> [AIM OF THE TASK] Among the entries that follow, the required portion opens with the line containing "Target: bridge deck" and closes with the line containing "Target: bridge support post". Give that portion again exactly, and nothing else.

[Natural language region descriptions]

================================

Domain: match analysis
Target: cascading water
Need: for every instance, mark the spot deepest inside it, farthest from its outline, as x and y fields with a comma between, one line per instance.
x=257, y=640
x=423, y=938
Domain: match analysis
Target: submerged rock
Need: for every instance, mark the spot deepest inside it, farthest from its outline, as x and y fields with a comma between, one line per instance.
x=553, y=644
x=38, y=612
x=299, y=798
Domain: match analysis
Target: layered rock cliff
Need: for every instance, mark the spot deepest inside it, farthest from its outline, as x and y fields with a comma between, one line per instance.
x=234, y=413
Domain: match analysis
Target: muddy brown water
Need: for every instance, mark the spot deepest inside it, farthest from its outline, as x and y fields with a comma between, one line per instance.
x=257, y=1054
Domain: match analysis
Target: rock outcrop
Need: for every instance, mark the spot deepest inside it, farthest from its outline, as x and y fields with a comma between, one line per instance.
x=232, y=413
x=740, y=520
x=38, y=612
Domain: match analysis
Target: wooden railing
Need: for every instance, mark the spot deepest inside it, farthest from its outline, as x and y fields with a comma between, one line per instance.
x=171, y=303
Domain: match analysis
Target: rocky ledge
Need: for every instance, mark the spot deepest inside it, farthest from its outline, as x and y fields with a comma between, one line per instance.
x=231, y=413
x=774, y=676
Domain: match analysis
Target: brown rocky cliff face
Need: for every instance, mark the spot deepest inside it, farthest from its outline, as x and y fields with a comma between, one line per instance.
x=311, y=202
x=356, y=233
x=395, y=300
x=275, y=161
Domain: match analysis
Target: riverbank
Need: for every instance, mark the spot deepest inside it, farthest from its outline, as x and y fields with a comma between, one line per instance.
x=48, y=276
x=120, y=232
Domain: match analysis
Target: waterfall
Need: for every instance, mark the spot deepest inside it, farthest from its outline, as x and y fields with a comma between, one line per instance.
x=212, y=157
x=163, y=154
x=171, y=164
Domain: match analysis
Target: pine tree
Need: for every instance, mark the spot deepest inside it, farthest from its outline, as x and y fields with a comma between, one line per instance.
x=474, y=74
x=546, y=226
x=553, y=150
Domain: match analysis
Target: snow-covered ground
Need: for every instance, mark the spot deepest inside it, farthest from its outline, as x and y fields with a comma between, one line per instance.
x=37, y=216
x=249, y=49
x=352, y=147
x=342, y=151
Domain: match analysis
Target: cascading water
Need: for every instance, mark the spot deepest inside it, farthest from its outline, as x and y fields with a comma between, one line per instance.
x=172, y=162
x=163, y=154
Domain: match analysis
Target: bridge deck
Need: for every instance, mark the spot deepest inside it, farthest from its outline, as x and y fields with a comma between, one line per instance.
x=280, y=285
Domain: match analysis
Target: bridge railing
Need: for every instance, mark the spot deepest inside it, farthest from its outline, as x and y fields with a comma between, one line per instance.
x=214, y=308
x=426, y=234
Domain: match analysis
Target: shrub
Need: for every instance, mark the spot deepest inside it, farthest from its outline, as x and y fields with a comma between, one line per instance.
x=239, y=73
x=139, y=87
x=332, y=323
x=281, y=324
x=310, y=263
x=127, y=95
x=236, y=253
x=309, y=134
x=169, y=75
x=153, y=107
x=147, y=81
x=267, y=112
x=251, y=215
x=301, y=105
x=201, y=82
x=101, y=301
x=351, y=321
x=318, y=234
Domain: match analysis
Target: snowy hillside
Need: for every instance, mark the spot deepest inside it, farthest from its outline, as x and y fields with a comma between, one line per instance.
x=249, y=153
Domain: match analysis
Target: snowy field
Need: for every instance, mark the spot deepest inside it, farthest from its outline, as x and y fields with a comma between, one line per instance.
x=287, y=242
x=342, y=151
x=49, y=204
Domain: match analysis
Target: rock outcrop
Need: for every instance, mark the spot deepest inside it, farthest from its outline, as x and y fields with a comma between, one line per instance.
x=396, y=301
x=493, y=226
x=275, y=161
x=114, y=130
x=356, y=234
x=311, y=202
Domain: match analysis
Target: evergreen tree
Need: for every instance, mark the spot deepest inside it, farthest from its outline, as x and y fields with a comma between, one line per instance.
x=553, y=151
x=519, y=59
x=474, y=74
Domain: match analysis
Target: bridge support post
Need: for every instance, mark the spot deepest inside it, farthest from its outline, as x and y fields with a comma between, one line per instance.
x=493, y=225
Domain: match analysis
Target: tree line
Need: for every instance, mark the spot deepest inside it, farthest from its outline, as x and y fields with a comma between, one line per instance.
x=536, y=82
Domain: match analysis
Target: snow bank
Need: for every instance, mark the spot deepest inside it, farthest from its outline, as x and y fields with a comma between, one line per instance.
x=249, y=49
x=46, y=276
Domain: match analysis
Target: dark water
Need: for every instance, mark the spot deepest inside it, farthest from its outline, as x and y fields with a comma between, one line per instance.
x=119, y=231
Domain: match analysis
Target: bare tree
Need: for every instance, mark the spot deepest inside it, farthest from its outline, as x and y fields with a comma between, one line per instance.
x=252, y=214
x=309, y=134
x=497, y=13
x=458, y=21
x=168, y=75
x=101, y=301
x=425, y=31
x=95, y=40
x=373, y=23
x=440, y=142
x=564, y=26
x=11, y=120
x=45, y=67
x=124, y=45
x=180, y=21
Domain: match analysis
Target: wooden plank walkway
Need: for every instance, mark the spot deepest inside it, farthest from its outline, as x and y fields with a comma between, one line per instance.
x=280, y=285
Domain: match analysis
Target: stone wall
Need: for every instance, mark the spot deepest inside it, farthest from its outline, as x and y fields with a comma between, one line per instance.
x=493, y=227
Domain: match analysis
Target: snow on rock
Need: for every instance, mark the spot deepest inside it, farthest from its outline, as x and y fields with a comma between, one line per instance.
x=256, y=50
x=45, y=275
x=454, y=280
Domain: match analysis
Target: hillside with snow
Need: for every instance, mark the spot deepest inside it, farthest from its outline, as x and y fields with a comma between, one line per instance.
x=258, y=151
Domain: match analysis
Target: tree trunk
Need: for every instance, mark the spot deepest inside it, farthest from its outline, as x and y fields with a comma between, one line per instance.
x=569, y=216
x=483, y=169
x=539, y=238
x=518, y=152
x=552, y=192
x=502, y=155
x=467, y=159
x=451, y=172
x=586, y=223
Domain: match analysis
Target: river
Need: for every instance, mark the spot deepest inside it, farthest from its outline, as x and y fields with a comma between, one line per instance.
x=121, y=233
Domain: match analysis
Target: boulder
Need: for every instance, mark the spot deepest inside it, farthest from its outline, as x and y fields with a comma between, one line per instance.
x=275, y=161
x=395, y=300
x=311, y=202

================================

> [SOLUTION]
Target: bridge deck
Need: for every instance, mark the spot deepest inside it, farthest from its outline, as x and y fields with a comma between, one line per instance.
x=280, y=285
Domain: match analysis
Target: bridge railing
Need: for every instance, mark the spot deepest inside it, farthest from its outline, as x and y fields with a comma between, one line per instance.
x=214, y=308
x=426, y=234
Domain: match analysis
Target: shrub
Need: for every instance, mark the spot deepest inside it, farthest from its outline, as x and y fields with a comma between, one line per instance.
x=239, y=73
x=139, y=87
x=332, y=323
x=281, y=324
x=310, y=263
x=127, y=95
x=236, y=253
x=309, y=134
x=169, y=75
x=153, y=107
x=147, y=81
x=267, y=112
x=251, y=215
x=301, y=105
x=201, y=82
x=101, y=301
x=351, y=321
x=318, y=234
Domain: match analysis
Target: snowy hillside
Need: for every instance, mark the spot deepest inside it, farthest from its outline, as x and y fields with a comma between, one line per instance.
x=249, y=153
Domain: match analysis
Target: snowy field
Need: for every instance, mark the spot deepest inside it, farthest from its outline, as x and y fields with a comma between, one line per instance.
x=287, y=242
x=342, y=151
x=49, y=204
Domain: match analysis
Target: rock outcrop
Need: for every instance, mark the spot deepest inside it, farthest from its outline, as x and y fields with a comma between, one line per instance.
x=396, y=301
x=493, y=226
x=275, y=161
x=114, y=130
x=356, y=234
x=311, y=202
Domain: match analysis
Target: evergreen tree
Need: for every instance, mark the spot deepest inside it, farthest from its outline, as x and y fields with a comma between, one line per instance.
x=553, y=151
x=519, y=59
x=474, y=74
Domain: match analysis
Target: bridge support post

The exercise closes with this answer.